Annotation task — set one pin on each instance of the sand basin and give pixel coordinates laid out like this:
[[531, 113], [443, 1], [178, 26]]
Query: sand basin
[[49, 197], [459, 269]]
...
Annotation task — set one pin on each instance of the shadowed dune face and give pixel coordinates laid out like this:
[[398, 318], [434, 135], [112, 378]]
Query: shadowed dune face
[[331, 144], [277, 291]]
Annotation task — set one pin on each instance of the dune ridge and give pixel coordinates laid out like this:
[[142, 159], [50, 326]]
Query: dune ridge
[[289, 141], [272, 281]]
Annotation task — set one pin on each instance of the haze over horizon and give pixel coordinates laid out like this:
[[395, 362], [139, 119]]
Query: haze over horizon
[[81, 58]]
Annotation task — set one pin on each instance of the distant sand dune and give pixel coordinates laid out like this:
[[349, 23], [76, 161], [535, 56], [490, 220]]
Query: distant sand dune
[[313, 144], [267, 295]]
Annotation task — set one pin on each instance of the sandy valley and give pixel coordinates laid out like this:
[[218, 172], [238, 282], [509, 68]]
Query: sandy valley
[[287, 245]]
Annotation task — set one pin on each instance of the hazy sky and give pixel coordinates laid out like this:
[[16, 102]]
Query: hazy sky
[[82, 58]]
* * *
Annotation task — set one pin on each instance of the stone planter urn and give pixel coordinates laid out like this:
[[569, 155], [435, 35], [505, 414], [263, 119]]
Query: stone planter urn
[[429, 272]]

- **Set exercise**: Replace "set one pin" with "place one marker" in the material, starting with the line that contains "of the shadowed" and going on through the line that contains "[[289, 141], [272, 281]]". Give only those lines, with everything else unchanged.

- **Solution for this exercise**:
Annotation task — place one marker on each instance of the shadowed dune face and give pixel coordinates laid out like this:
[[398, 318], [434, 135], [112, 378]]
Query: shadowed dune face
[[331, 144], [277, 291]]
Annotation task — place one marker on each instance of the dune ridge and give pixel coordinates laid out like this:
[[142, 159], [50, 326]]
Query: dune ridge
[[289, 141], [272, 281]]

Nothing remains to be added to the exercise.